■ **Aufgaben**
1. Wie viele Hunde treten laut dem Artikel über das Hunde-Casting in Coburg zum „Vorbellen“ an?
2. Schreib den Abschnitt des Artikels über das Hunde-Casting in Coburg zwischen „Vorbellen am Landestheater: Hunde-Casting“ und „Coburger Landestheaters an.“, beide eingeschlossen, noch einmal ab und ersetze darin „Probebühne“ durch „Hauptbühne“.

■ **Gezeigter Text**
□ □ □ □ □
Vorbellen am Landestheater: Hunde-Casting in Coburg
1.12.2016, 14:15 UhrZazuus Stirnlocke ist mit einer rosa Spange nach oben toupiert, darunter hervor blicken große schwarze Kulleraugen. Als das Hündchen wie ein kleiner, weißer Fellball über die Bühne hüpft, tönen von allen Seiten Ausrufe des Entzückens. Das Produktionsteam ist begeistert. Zazuus Chancen scheinen gut, bald ein Musical-Star zu werden. Doch die Konkurrenz ist groß: 18 Hunde treten zum "Vorbellen" auf der Probebühne des Coburger Landestheaters an.
Gebellt wird allerdings kaum. Beim Hunde-Casting für das Musical "Anything goes" kommt es auf andere Talente an. Vor allem freundlich, gelassen und folgsam sollte der vierbeinige Darsteller sein. Regisseurin Iris Limbarth zufolge muss der Hund einmal selbstständig über die Bühne laufen und sich von verschiedenen Schauspielern herumtragen lassen. "Schön wäre, wenn er auch noch Kunststücke könnte", sagt Limbarth. Die würden dann sogar ins Stück eingebaut.
□ □ □ □ □
■ **Bereitgestellte Einträge**
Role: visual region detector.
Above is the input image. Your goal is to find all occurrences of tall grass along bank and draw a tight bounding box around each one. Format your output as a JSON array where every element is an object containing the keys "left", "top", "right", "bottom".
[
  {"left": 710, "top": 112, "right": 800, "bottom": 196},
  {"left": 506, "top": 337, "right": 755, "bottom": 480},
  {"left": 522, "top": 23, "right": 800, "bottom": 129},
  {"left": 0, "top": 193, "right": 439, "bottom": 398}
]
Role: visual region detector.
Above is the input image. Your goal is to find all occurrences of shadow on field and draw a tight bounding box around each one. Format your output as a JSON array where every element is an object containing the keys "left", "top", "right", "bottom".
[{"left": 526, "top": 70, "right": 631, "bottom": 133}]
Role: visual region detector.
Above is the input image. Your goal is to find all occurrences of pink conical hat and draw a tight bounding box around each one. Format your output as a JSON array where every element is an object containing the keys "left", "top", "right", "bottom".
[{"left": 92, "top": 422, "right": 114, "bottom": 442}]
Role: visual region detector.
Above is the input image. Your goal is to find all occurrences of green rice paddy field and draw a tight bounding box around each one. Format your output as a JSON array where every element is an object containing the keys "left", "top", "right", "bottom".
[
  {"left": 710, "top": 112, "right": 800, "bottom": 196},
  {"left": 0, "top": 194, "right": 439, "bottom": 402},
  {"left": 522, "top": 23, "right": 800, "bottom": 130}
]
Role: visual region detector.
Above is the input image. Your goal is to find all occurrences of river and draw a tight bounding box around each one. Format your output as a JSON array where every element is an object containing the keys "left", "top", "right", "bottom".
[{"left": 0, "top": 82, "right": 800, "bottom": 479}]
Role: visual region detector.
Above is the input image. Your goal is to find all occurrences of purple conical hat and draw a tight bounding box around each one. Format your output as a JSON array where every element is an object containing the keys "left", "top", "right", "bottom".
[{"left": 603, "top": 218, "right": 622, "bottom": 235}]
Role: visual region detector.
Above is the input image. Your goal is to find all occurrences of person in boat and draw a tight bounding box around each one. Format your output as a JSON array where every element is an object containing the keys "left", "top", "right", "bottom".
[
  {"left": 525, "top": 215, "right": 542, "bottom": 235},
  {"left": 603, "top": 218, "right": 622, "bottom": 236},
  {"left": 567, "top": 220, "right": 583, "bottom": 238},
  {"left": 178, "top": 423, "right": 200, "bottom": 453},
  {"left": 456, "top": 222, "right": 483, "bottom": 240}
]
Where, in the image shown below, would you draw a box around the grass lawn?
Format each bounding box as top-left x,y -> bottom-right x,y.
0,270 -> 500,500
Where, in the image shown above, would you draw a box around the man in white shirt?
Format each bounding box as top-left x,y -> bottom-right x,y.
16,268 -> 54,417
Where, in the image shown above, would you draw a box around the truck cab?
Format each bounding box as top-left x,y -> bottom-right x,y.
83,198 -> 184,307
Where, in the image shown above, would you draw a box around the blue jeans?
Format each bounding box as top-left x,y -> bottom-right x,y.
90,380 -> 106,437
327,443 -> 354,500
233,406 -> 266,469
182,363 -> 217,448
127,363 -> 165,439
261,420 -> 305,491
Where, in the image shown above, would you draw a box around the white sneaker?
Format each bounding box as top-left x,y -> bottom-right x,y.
□ □ □ □ □
■ **Lösungen**
1. 18 Hunde

2.
Vorbellen am Landestheater: Hunde-Casting in Coburg
1.12.2016, 14:15 UhrZazuus Stirnlocke ist mit einer rosa Spange nach oben toupiert, darunter hervor blicken große schwarze Kulleraugen. Als das Hündchen wie ein kleiner, weißer Fellball über die Bühne hüpft, tönen von allen Seiten Ausrufe des Entzückens. Das Produktionsteam ist begeistert. Zazuus Chancen scheinen gut, bald ein Musical-Star zu werden. Doch die Konkurrenz ist groß: 18 Hunde treten zum "Vorbellen" auf der Hauptbühne des Coburger Landestheaters an.